Given task 1: Turn the entries below, starting with the line containing "of the clear" and ending with the last entry, into a Markdown table with the columns Row and Line. Give each row a number, skip blank lines, and leave out the pictures.

Dr. David Millar holds a PhD in Glaciology from the University of Cambridge (Scott Polar Research Institute), where he conducted fieldwork in the Antarctic. His research there was on radio-echo layering in the Antarctic and Greenland icesheets and their application to reconstructing palaeoclimates and past ice flow. Recently his interest has been on climate change in the arctic. He is also Editor, Northern Lights Series, University of Calgary Press (https://press.ucalgary.ca/series#northern-lights).
Dr. Stewart received her PhD in geography from the University of Calgary in 2008. She began her polar research work 12 years ago in the Antarctic where she worked at Scott Base, the New Zealand research base in the Ross Dependency. Later, she switched her research focus to the Arctic.
Dr. Stewart’s work focuses on examining resident attitudes toward tourism development in the communities of Churchill, Cambridge Bay and Pond Inlet. She is also examining the vulnerability of polar bear viewing tourism in Churchill to climate change and, in a separate project, is looking at the implications of climate change on sea ice conditions for cruise tourism.

Data excerpts:
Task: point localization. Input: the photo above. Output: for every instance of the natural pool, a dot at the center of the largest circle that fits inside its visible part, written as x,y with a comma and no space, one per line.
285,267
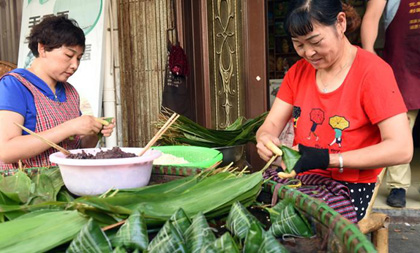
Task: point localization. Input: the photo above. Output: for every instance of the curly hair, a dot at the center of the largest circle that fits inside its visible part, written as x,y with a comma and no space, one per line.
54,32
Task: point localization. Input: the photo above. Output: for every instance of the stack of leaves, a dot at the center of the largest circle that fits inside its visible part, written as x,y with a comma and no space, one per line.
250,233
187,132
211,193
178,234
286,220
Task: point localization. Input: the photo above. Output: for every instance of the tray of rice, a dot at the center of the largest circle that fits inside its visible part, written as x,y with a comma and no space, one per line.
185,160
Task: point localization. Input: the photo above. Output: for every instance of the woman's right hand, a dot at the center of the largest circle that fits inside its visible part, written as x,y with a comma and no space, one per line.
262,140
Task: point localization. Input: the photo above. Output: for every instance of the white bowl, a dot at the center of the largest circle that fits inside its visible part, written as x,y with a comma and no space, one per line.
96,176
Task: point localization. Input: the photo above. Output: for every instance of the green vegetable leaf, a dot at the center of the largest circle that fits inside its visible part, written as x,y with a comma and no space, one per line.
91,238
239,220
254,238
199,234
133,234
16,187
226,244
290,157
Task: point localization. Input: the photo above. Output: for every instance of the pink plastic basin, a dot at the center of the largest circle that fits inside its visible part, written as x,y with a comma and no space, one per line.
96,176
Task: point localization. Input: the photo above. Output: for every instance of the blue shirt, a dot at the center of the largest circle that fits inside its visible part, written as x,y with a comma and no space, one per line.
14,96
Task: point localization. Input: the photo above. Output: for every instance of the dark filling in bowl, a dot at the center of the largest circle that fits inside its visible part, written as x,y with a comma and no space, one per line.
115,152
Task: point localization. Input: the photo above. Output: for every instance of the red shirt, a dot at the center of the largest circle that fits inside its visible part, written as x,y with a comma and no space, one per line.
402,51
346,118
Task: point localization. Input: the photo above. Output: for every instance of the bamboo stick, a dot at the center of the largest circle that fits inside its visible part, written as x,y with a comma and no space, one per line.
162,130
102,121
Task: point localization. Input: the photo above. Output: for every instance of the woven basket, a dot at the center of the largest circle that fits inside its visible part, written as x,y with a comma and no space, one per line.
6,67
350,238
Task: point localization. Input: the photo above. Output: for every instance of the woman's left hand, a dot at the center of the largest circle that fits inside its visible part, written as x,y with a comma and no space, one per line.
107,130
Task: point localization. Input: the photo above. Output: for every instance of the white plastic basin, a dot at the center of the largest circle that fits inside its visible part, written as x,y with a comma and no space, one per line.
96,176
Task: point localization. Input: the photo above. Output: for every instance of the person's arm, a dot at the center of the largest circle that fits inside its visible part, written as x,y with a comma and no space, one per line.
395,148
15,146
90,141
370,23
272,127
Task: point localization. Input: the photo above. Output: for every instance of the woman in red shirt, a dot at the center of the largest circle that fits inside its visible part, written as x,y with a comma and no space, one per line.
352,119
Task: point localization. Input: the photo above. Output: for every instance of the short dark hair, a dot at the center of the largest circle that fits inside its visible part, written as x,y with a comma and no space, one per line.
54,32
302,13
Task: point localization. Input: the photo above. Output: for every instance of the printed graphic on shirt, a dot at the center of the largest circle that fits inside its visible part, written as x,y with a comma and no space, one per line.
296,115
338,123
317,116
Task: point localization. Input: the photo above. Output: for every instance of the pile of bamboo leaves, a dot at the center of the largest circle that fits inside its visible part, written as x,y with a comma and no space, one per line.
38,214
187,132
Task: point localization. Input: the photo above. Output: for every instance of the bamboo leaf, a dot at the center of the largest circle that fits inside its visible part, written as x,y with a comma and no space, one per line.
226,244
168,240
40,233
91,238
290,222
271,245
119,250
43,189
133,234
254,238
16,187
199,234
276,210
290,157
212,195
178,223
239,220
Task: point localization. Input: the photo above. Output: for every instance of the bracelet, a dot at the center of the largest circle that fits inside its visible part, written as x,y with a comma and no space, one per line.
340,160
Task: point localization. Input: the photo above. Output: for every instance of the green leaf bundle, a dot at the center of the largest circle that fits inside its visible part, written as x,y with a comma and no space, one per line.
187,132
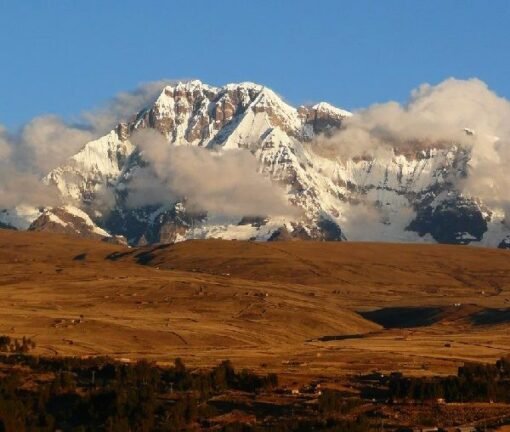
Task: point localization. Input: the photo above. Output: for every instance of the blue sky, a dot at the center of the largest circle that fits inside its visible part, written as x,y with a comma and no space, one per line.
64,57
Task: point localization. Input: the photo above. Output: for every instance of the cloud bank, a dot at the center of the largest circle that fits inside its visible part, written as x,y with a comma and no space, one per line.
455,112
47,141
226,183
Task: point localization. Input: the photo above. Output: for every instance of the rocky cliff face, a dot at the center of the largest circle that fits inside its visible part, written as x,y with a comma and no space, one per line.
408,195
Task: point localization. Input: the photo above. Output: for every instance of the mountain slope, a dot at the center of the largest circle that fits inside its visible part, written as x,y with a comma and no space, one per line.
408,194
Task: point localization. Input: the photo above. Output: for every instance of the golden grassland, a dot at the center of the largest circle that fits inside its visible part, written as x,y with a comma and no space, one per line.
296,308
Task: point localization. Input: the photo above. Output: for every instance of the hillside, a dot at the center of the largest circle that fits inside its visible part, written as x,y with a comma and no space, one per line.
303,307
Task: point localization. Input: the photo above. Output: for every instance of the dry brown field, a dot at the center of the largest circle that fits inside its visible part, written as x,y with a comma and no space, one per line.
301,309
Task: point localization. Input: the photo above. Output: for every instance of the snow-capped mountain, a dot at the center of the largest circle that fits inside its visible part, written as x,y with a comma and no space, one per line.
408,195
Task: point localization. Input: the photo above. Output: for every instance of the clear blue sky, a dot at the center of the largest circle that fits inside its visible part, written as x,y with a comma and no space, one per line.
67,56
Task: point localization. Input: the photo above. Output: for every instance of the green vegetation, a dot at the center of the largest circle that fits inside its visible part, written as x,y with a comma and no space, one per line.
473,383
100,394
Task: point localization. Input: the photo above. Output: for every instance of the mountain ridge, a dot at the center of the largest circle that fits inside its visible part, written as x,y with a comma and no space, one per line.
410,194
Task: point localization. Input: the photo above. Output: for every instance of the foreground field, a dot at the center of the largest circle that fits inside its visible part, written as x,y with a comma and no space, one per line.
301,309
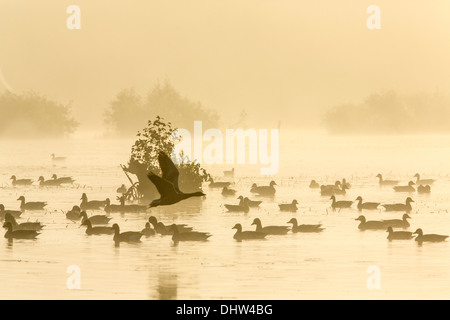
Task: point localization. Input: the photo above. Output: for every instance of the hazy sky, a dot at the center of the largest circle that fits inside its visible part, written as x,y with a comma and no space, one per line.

Given task 2: Continue the profiles of the polar researchers above, picking up after their final sentence.

Exercise answer 1:
| Row | Line |
|---|---|
| 1 | Task: point localization. Input: the photo above. Output: for every instance of the clear blue sky, a dot at the center of the largest circle that fits inside its visible part, written as x,y with a comma and no space, one per line. |
| 2 | 67,56 |
| 3 | Task: point localization. Input: the photo above. Output: for every instance of the green vegetation, a dot at the center of the largest circle that fits inside its visible part, written as x,y with a comma and no space, one per line. |
| 4 | 473,383 |
| 5 | 100,394 |
| 6 | Task: point localization. Input: the photo above. Output: for every instance of the mountain ridge, a dot at the center of the largest circle that fits inside its visible part, written as x,y with a comma and no space, one per line. |
| 7 | 410,194 |
| 8 | Task: point localization. Input: the photo above. Output: for every instance of the foreground field, a dot at the center of the largest circle that fits inside its visible part, written as x,y with a comma and no space, one per line. |
| 9 | 301,309 |
| 10 | Task: point localization. Input: the photo above. Output: for every instance of the hazy sky, a dot at the center of the largest circle that fits inside its visible part, written as x,y with a comma and no space, one per line. |

Exercise answer 2:
Gerald (Gerry) Holdsworth was educated in New Zealand and the United States where he obtained a Ph D in Geology, specializing in Geophysics. He came to Ottawa in 1969 to take up a position with the (then) Department of Energy Mines and Resources as Head of the Arctic Section of the Glaciology Sub-Division within Hydrological Sciences Division. He did glacier surveys on Baffin Island and Ellesmere Island before turning attention to Mount Logan in the Yukon. In 1980 he moved to Calgary with the Department of Environment that evolved from earlier Government Departments. He has specialized in high altitude ice core research since then and collaborates with scientists from the University of Calgary and the University of Toronto.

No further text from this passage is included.